§ RECORDS FOR THE EXERCISE
----------

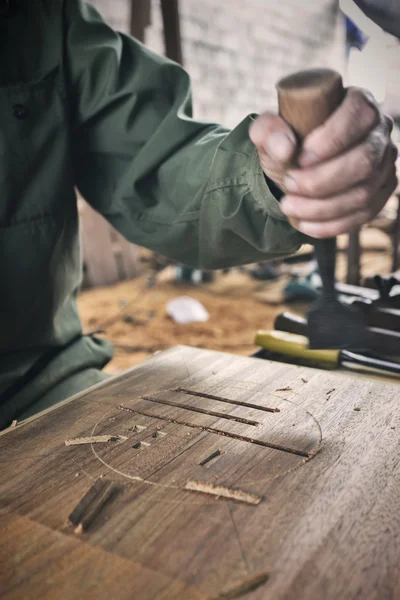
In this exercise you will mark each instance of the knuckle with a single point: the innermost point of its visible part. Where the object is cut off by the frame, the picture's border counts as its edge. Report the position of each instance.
(308, 184)
(388, 123)
(361, 197)
(367, 162)
(364, 107)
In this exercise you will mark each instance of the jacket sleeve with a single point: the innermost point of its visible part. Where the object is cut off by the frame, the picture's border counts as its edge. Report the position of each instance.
(192, 191)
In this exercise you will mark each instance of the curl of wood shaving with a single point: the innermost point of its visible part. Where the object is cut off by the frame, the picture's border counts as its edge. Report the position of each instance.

----------

Without altering a word, return all of the records above and leave out their pictures.

In this exercise you will mark each instance of the knuckle with a single point: the innermost point of its visible part. Where the object is cut off by the frame, the picture's border counts as its edge. Report the position of each instance.
(308, 184)
(388, 123)
(361, 197)
(367, 162)
(364, 107)
In this exercise you will mark each instance of the jacket sleeve with a single point: the innermost point of its visible part. Where the object is cut off by the frame, the picture's border counts as its edge. Report the position of each instance.
(192, 191)
In this exercise you will mark each instance of the curl of wood shaving with a single point: the innermost point of its visible part. Where the object is cut off by the frame, the picture's border counts as its edge. Report the position of each instance.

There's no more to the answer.